(Point-based annotation data)

----

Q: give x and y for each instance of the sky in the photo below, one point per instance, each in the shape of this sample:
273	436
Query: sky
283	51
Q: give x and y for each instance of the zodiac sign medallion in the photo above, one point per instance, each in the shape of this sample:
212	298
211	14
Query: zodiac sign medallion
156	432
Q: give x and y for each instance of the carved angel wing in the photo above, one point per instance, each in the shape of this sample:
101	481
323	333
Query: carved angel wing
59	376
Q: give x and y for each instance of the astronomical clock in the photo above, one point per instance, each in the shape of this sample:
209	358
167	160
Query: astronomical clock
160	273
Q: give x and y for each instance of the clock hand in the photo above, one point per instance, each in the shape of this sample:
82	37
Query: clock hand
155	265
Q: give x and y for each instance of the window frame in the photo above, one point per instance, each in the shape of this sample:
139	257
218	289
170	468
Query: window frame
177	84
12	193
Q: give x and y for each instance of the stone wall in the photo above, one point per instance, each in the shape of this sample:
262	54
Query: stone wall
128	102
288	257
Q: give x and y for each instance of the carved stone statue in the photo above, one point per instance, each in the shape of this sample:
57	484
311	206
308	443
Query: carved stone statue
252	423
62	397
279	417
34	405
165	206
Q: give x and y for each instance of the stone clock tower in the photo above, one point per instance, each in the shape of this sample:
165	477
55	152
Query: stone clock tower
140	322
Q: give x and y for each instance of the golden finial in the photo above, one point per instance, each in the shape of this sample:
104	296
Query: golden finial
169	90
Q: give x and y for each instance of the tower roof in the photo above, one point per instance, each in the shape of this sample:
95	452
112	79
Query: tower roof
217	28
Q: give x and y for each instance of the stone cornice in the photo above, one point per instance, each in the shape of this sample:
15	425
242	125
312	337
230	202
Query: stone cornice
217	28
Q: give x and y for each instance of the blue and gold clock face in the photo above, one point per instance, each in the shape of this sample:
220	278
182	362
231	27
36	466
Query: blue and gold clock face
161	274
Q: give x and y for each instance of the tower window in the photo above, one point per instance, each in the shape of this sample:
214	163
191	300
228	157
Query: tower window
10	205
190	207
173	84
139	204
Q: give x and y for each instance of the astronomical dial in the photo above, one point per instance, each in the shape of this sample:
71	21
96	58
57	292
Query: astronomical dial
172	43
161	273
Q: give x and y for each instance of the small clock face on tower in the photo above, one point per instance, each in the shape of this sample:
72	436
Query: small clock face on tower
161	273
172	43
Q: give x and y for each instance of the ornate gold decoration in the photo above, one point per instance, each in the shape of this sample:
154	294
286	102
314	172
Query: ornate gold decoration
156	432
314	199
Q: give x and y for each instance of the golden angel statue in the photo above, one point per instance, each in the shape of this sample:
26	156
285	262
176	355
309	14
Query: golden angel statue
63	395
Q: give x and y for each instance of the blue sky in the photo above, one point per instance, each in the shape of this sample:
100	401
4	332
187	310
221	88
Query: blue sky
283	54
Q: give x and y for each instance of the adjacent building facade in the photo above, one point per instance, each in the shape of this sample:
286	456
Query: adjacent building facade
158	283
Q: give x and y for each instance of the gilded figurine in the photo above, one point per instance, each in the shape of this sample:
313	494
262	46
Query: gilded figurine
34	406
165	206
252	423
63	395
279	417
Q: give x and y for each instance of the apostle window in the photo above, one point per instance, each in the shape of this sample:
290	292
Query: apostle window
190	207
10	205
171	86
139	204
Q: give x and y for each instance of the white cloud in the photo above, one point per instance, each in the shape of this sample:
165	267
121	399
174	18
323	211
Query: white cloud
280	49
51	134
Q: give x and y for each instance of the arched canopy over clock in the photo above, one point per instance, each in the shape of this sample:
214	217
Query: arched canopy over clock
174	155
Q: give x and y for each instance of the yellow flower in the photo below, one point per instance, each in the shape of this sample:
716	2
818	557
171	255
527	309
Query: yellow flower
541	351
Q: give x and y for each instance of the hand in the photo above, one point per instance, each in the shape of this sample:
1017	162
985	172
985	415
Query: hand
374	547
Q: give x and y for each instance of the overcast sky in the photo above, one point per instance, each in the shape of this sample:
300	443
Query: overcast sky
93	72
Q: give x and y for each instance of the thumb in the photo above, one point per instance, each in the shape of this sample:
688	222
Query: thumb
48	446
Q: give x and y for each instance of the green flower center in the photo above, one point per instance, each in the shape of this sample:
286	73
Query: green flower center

----

= DIRECTIVE =
Give the listing above again, word for word.

= WRITTEN ANSWER =
Q: give x and y for each instance of the sky in the photo below, one point per instance, each in the shape of this sample:
273	436
Query: sky
283	51
Q: give x and y for each instance of the zodiac sign medallion in the photo above, one point per instance, each in the shape of this sample:
212	298
211	14
Query: zodiac sign medallion
156	432
Q: give x and y for each instance of the carved angel wing in the photo above, one point per instance, each in the shape of this sample:
101	481
323	333
Query: carved angel wing
59	376
Q: give x and y for each instance of the astronomical clock in the photo above, one point per instance, each in the shape of this sample:
209	358
167	160
Query: astronomical clock
160	273
Q: give x and y for each instance of the clock hand in the photo above, one point per instance, each in the shape of this sample:
82	37
Query: clock hand
155	265
Q: give x and y for each instance of the window frame in the photo above, one point per instance, each in the shape of this sample:
139	257
218	289
170	468
Query: window frame
177	84
12	193
Q: give x and y for each instance of the stone wall in the photo above, one point per instance, each in the shape of this sample:
262	54
Query: stone wall
128	102
288	257
Q: give x and y for each instance of the carved stone statue in the photo above, one point per instance, each in the shape of this sample:
57	484
311	206
308	443
Query: carved stone statue
252	423
62	397
279	417
34	405
165	206
Q: give x and y for each instance of the stone clock tower in the photo above, one point per instance, each in the shape of this sample:
165	477
55	152
Query: stone clock tower
140	322
Q: give x and y for each instance of the golden finial in the photo above, one point per instance, each in the shape of this sample:
104	296
Query: golden finial
169	90
Q: give x and y for each instance of the tower roof in the photo above, one point per instance, each in the shape of this sample:
95	452
112	79
Query: tower roof
217	28
Q: give x and y for each instance of the stone cornice in the photo above, one point per instance, each in the shape of this sample:
15	425
242	125
312	337
230	202
Query: stone cornice
217	28
Q: give x and y for each instance of the blue and gold clock face in the photo above, one point per instance, each in the shape of this sample:
220	278
182	362
231	27
36	466
Query: blue and gold clock face
161	274
Q: give x and y for each instance of the tower window in the photo above, one point per instance, each in the shape of this sample:
214	163
191	300
228	157
Query: tower window
10	205
190	207
173	84
139	204
Q: give x and y for each instance of the astronomical dial in the photo above, one point per instance, each in the shape of this sample:
71	21
96	58
57	292
Query: astronomical dial
172	43
161	273
Q: give x and y for each instance of the small clock face on tower in the photo above, one point per instance, each in the shape of this sample:
72	436
Query: small clock face on tower
161	273
172	43
Q: give x and y for each instance of the ornate gold decoration in the photo above, one point per instance, each in the shape of this sample:
154	294
286	102
314	172
Query: ornate gold decoration
156	432
314	199
Q: give x and y for each instance of the golden angel statue in the photo above, one point per instance, each in the shape of this sample:
26	156
285	262
176	355
309	14
Query: golden angel statue
63	395
Q: give x and y for each instance of the blue sky in the photo above, one point per instance, each in the shape of this sample:
100	401
4	332
187	310
221	88
Query: blue sky
283	54
Q: give x and y for each instance of the adjacent building facade in the photo above, one point per instance, each in the shape of this sample:
286	456
Query: adjacent building facade
158	283
Q: give x and y for each instance of the gilded figurine in the photo above, one point per instance, each in the shape of this sample:
313	494
262	46
Query: gilded figurine
34	406
165	206
252	423
63	395
279	417
Q: give x and y for each instance of the apostle window in the photo above, one point per instance, each in the shape of this sample:
290	292
Query: apostle window
190	207
10	205
171	86
139	204
Q: give x and y for each instance of the white cloud in the photo above, one point per instance, each in the shape of this sample:
165	267
121	399
174	18
323	211
Query: white cloud
280	49
51	134
Q: give x and y for each instance of the arched canopy over clock in the photo above, one point per instance, each in the shape of this sample:
214	217
Query: arched canopy over clock
174	155
Q: give x and y for each instance of the yellow flower in the photo below, one point per instance, each in the shape of this sample:
716	2
818	557
171	255
527	309
Query: yellow flower
541	351
Q: give x and y for each instance of the hand in the photo above, one point per instance, each in the shape of this sample:
1017	162
985	172
985	415
Query: hand
374	547
Q: give x and y for each instance of the overcast sky in the photo above, one point per instance, each in the shape of this sample:
300	443
Query: overcast sky
93	72
Q: give x and y for each instance of the thumb in the photo above, one point per instance, each in the shape of this sample:
688	222
Query: thumb
48	446
Q: give x and y for each instance of the green flower center in the photo above, one point per instance, each in the shape of this sample:
286	73
Query: green flower center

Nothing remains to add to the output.